* Request:
Reproduce the following lines exactly as they appear, covering every one of the records.

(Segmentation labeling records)
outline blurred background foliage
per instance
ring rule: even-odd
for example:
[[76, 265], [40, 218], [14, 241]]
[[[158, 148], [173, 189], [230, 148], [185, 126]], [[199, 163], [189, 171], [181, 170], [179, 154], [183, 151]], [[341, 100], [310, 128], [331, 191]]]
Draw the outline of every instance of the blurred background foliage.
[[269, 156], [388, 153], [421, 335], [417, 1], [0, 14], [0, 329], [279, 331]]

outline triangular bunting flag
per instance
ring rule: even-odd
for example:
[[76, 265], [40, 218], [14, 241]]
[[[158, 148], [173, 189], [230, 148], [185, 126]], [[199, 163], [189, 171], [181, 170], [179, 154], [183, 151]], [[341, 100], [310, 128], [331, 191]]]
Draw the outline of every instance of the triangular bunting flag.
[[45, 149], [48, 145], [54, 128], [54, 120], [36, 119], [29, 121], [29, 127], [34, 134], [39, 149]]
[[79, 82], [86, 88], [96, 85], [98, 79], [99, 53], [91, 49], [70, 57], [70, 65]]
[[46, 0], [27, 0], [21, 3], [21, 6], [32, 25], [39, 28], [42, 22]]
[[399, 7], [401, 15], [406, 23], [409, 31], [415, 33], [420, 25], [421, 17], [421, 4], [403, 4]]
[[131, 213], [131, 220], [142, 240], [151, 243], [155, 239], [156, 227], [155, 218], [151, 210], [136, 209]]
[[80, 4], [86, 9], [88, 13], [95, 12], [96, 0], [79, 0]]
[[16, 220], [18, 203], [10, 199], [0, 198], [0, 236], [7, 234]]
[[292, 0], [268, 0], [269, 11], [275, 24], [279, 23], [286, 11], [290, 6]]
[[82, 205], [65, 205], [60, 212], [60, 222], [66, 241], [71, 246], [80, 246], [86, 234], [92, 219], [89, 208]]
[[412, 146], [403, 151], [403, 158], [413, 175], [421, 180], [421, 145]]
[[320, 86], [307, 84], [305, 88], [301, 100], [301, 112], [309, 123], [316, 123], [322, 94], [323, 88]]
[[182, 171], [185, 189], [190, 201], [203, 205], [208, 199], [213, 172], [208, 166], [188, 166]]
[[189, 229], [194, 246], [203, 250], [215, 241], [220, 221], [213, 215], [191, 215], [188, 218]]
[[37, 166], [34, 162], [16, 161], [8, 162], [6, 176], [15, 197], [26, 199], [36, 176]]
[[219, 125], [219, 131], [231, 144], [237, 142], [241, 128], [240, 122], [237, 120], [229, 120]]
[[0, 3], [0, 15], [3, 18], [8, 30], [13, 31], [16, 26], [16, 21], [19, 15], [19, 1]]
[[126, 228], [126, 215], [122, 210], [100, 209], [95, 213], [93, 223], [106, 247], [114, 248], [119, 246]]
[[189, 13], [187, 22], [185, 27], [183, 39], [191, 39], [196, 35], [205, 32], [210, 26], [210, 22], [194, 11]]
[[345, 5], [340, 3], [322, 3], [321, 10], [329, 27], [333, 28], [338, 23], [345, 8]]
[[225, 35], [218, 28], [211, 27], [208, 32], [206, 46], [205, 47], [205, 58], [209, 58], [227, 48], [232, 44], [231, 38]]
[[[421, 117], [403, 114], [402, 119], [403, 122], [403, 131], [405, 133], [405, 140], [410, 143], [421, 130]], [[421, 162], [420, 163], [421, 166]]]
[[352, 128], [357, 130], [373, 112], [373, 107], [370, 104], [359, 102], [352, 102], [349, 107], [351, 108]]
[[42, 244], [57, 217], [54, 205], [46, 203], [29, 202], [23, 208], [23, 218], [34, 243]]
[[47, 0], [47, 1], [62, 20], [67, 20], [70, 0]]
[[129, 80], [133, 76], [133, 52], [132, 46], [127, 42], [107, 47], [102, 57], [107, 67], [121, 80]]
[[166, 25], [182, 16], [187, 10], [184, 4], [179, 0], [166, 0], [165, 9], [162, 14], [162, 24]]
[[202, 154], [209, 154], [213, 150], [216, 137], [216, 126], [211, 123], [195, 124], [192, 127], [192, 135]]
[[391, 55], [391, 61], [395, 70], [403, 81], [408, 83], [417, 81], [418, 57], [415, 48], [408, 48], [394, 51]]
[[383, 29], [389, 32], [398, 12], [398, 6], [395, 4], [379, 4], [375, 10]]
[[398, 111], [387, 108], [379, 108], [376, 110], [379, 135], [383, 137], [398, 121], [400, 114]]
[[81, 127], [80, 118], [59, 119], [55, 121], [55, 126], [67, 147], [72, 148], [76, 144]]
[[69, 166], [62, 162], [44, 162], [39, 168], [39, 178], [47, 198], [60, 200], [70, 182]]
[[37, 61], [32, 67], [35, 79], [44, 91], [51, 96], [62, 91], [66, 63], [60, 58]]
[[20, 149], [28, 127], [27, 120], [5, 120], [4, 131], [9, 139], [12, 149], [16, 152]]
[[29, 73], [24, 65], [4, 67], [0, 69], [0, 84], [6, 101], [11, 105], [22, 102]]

* Output of the task:
outline blurred background foliage
per instance
ring rule: even-odd
for example:
[[76, 265], [40, 218], [14, 241]]
[[[158, 148], [173, 189], [230, 148], [185, 126]], [[199, 163], [189, 171], [181, 170], [179, 154], [183, 151]], [[341, 100], [310, 128], [331, 191]]]
Draw the outline of every instance of the blurred background foliage.
[[269, 156], [388, 153], [421, 335], [417, 1], [0, 14], [0, 329], [279, 331]]

outline triangular bunting flag
per instance
ring rule: even-odd
for example:
[[76, 265], [40, 218], [14, 241]]
[[[158, 148], [173, 189], [230, 148], [185, 126]], [[199, 163], [189, 171], [181, 170], [179, 154], [183, 151]], [[341, 100], [310, 128], [331, 191]]]
Draw the outline of every instance of the triangular bunting flag.
[[45, 149], [48, 145], [54, 128], [54, 120], [36, 119], [29, 121], [29, 127], [34, 134], [39, 149]]
[[79, 82], [86, 88], [96, 85], [98, 79], [99, 53], [91, 49], [70, 57], [70, 65]]
[[46, 0], [27, 0], [21, 3], [21, 6], [32, 25], [39, 28], [42, 22]]
[[399, 7], [401, 15], [406, 23], [409, 31], [415, 33], [420, 25], [421, 17], [421, 4], [403, 4]]
[[131, 213], [131, 220], [142, 240], [151, 243], [155, 239], [156, 227], [155, 218], [151, 210], [136, 209]]
[[80, 4], [86, 9], [88, 13], [95, 12], [96, 0], [79, 0]]
[[16, 220], [18, 203], [10, 199], [0, 198], [0, 236], [7, 234]]
[[292, 0], [268, 0], [269, 11], [275, 24], [279, 23], [286, 11], [290, 6]]
[[82, 205], [65, 205], [60, 212], [60, 222], [66, 241], [71, 246], [80, 246], [86, 234], [92, 219], [89, 208]]
[[412, 146], [403, 151], [403, 158], [413, 175], [421, 180], [421, 145]]
[[320, 86], [307, 84], [305, 88], [301, 100], [301, 112], [309, 123], [316, 123], [322, 94], [323, 88]]
[[182, 171], [185, 189], [190, 201], [203, 205], [208, 199], [213, 172], [208, 166], [188, 166]]
[[189, 229], [194, 246], [203, 250], [215, 241], [220, 221], [213, 215], [191, 215], [188, 218]]
[[37, 166], [34, 162], [16, 161], [8, 162], [6, 176], [15, 197], [26, 199], [36, 176]]
[[219, 125], [219, 131], [231, 144], [237, 142], [241, 128], [240, 122], [237, 120], [229, 120]]
[[0, 3], [0, 15], [3, 18], [8, 30], [13, 31], [16, 26], [16, 21], [19, 15], [19, 1]]
[[126, 228], [126, 215], [122, 210], [100, 209], [95, 213], [93, 223], [106, 247], [114, 248], [119, 246]]
[[189, 13], [187, 22], [185, 27], [183, 39], [191, 39], [196, 35], [205, 32], [210, 26], [210, 22], [194, 11]]
[[345, 5], [340, 3], [322, 3], [321, 10], [329, 27], [333, 28], [338, 23], [345, 8]]
[[225, 35], [218, 28], [211, 27], [208, 32], [206, 46], [205, 47], [205, 58], [209, 58], [227, 48], [232, 44], [231, 38]]
[[[421, 117], [403, 114], [402, 119], [403, 122], [403, 131], [405, 133], [405, 140], [410, 143], [421, 130]], [[421, 162], [420, 163], [421, 166]]]
[[352, 128], [357, 130], [373, 112], [373, 107], [370, 104], [359, 102], [352, 102], [349, 107], [351, 108]]
[[42, 244], [57, 217], [54, 205], [46, 203], [29, 202], [23, 208], [23, 218], [34, 243]]
[[47, 0], [47, 1], [62, 20], [67, 20], [70, 0]]
[[129, 80], [133, 76], [133, 52], [132, 46], [127, 42], [107, 47], [102, 57], [107, 67], [121, 80]]
[[166, 25], [182, 16], [187, 10], [184, 4], [179, 0], [166, 0], [165, 9], [162, 14], [162, 24]]
[[202, 154], [209, 154], [213, 150], [216, 137], [216, 126], [211, 123], [195, 124], [192, 127], [192, 135]]
[[391, 55], [391, 61], [395, 70], [403, 81], [408, 83], [417, 81], [418, 57], [415, 48], [408, 48], [394, 51]]
[[383, 29], [389, 32], [398, 12], [398, 6], [395, 4], [379, 4], [375, 10]]
[[398, 111], [387, 108], [379, 108], [376, 110], [379, 135], [383, 137], [398, 121], [400, 114]]
[[81, 127], [80, 118], [59, 119], [55, 121], [55, 126], [67, 147], [72, 148], [76, 144]]
[[69, 166], [62, 162], [44, 162], [39, 168], [39, 178], [47, 198], [60, 200], [70, 182]]
[[37, 61], [32, 67], [35, 79], [44, 91], [51, 96], [62, 91], [66, 63], [60, 58]]
[[20, 149], [28, 127], [27, 120], [5, 120], [4, 131], [9, 139], [12, 149], [16, 152]]
[[29, 73], [24, 65], [4, 67], [0, 69], [0, 84], [6, 101], [11, 105], [22, 102]]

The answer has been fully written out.